Skip to main content

How to Summarize Real Time Event Data Using Siddhi CEP


These days I am working on a task to improve the performance of a wso2telco analytics which is based wso2 DAS. Our product does data summarizing using apache spark. When the data increases it hangs even though we have applied wso2 incremental processing.

Hence we decided to do one level data summarizing on real time as soon as data arrives at wso2 siddhi event processor. spark will do summarize per hour while siddhi will summarize per minute.

To summarize data in real time we can use siddhi window feature. it can hold the events arrived up to a specified time and then release all the accumulated events at once. Since the events received are released at once we can use summarizing methods to summarize them.

Following describes few attempts how I  tried to do this.

Attempt 01


This was the attempt suggested by wso2 support team

https://github.com/wso2/analytics-apim/blob/master/features/org.wso2.analytics.apim.feature/src/main/resources/template-manager/executionplans/APIMAnalytics-RequestSummarizer-RequestSummarizer-realtime1.siddhiql#L48
-- requests -- second
-- global
from requests#window.externalTimeBatch(requestTime, 1 sec, 0, 10 sec, true)
select requestTime as startTime, meta_clientType, consumerKey, context, api_version, api, version,
max(requestTime) as requestTime, userId, hostName, apiPublisher, count() as total_request_count,
resourceTemplate, method, applicationName, tenantDomain, userAgent, resourcePath, request, applicationId,
tier, throttledOut, clientIp, applicationOwner
group by consumerKey, context, api_version, userId, hostName, apiPublisher, resourceTemplate, method, userAgent, clientIp 
insert into perSecondRequestsTemp;

from perSecondRequestsTemp
select meta_clientType, (startTime - (startTime % 1000)) as startTime, convert((startTime - (startTime % 1000)), 'string') as facetStartTime,
time:extract(startTime, 'year') as year, time:extract(startTime, 'month') as month,
time:extract(startTime, 'day') as day, time:extract(startTime, 'hour') as hour,
time:extract(startTime, 'minute') as minute, time:extract(startTime, 'second') as second,
consumerKey, context, api_version, api, version,
requestTime, userId, hostName, apiPublisher, total_request_count,
resourceTemplate, method, applicationName, tenantDomain, userAgent, resourcePath, request, applicationId,
tier, throttledOut, clientIp, applicationOwner
insert into perSecondRequests;


-- minute
-- global
from perSecondRequests
select startTime, meta_clientType, str:concat(facetStartTime, '_', consumerKey, '_', context, '_',
    api_version, '_', userId, '_', hostName, '_', apiPublisher, '_', resourceTemplate, '_', method, '_', userAgent, '_', clientIp)

==========

What you should do: Return the part of the Siddhi summarizing post from "These days I" to "summarize per minute.", word for word. The rows have no connection to the Siddhi summarizing post.

Items drawn from a data source:
==========

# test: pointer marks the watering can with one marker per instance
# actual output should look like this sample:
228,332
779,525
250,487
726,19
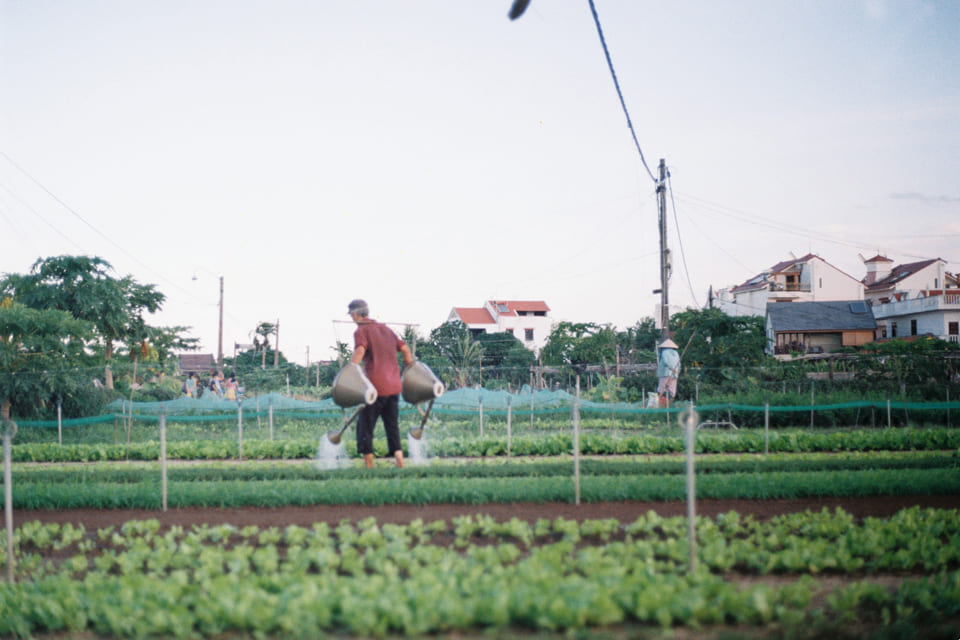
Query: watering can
351,387
420,384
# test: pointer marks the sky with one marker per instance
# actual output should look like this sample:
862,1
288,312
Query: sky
426,155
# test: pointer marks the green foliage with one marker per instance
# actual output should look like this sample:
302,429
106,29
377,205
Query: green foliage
37,349
580,344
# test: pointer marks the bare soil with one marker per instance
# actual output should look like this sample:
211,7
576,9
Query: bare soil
625,512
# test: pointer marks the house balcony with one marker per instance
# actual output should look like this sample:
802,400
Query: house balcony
790,286
928,304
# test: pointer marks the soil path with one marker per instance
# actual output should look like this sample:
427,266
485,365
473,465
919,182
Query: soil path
625,512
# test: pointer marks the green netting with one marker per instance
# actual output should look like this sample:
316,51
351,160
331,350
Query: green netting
458,402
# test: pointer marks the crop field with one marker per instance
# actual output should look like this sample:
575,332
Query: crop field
841,533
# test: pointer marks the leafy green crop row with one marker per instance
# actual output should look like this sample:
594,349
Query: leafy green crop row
476,573
933,439
511,467
393,489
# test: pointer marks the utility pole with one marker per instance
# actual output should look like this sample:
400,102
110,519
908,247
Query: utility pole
276,351
664,253
220,339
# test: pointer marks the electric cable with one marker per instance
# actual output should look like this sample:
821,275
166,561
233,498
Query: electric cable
683,255
85,221
616,84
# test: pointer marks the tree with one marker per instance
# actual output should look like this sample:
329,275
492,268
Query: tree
83,287
639,342
261,340
580,343
506,355
721,345
452,347
38,348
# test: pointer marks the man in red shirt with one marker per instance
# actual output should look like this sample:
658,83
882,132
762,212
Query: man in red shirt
376,346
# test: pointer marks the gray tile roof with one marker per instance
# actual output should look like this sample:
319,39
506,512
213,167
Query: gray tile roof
842,315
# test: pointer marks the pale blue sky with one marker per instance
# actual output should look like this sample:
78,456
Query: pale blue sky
426,155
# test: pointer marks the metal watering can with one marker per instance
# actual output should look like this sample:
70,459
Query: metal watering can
419,385
351,387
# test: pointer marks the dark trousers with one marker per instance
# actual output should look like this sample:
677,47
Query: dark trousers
388,408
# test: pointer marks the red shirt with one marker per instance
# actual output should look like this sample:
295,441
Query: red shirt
380,360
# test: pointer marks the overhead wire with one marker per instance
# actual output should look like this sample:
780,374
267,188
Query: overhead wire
683,255
85,221
616,84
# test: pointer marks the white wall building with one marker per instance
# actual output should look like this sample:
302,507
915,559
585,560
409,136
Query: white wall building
527,320
913,299
806,279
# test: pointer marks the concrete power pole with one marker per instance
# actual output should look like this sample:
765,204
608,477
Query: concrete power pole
276,351
220,339
664,253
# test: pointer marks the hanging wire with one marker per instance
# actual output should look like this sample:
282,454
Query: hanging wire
606,52
683,255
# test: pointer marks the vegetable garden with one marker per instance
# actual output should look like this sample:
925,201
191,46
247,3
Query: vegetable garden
547,516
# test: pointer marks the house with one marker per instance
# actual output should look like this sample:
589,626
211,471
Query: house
202,363
917,298
818,327
887,283
527,320
806,279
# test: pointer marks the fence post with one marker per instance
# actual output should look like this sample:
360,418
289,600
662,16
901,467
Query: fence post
239,430
576,445
163,458
690,420
509,416
9,430
531,408
766,427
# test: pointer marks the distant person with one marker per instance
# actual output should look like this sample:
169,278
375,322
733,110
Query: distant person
375,345
668,369
190,386
230,388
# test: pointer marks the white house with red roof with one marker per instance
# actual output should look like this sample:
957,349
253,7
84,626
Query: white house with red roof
913,299
806,279
527,320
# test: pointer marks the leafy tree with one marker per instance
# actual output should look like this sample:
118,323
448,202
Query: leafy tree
38,350
639,342
510,359
721,345
83,287
580,344
261,340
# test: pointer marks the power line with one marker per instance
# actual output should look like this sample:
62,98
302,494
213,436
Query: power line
616,83
683,255
84,220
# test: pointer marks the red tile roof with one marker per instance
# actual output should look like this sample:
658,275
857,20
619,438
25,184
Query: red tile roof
516,306
898,273
473,315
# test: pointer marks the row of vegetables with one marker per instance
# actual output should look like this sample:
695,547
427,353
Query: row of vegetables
741,441
269,484
373,579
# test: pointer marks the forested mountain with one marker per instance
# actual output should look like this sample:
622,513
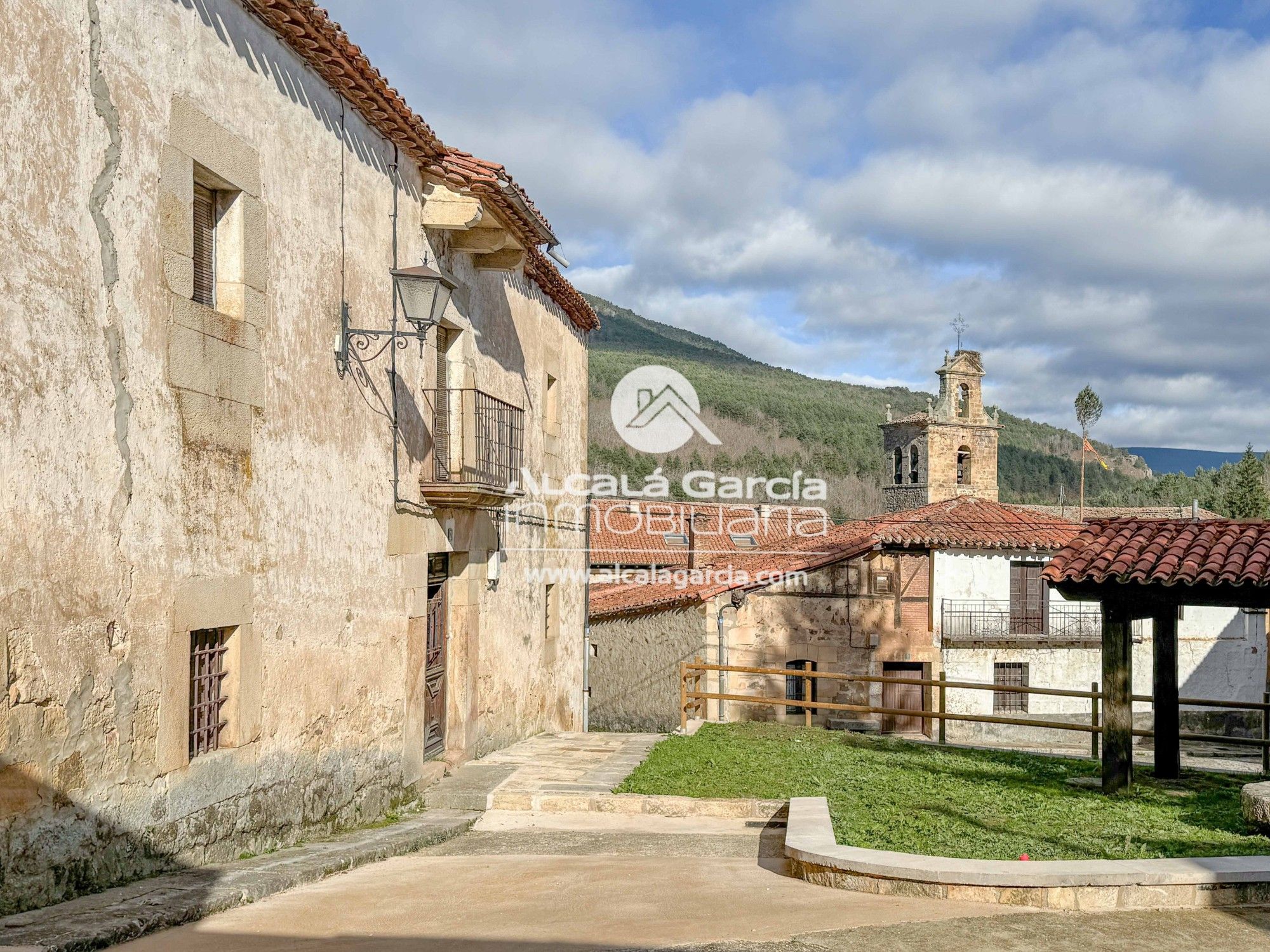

==========

Expected answer:
These days I am working on a task to improve the performance of a wso2telco analytics which is based wso2 DAS. Our product does data summarizing using apache spark. When the data increases it hangs even though we have applied wso2 incremental processing.

Hence we decided to do one level data summarizing on real time as soon as data arrives at wso2 siddhi event processor. spark will do summarize per hour while siddhi will summarize per minute.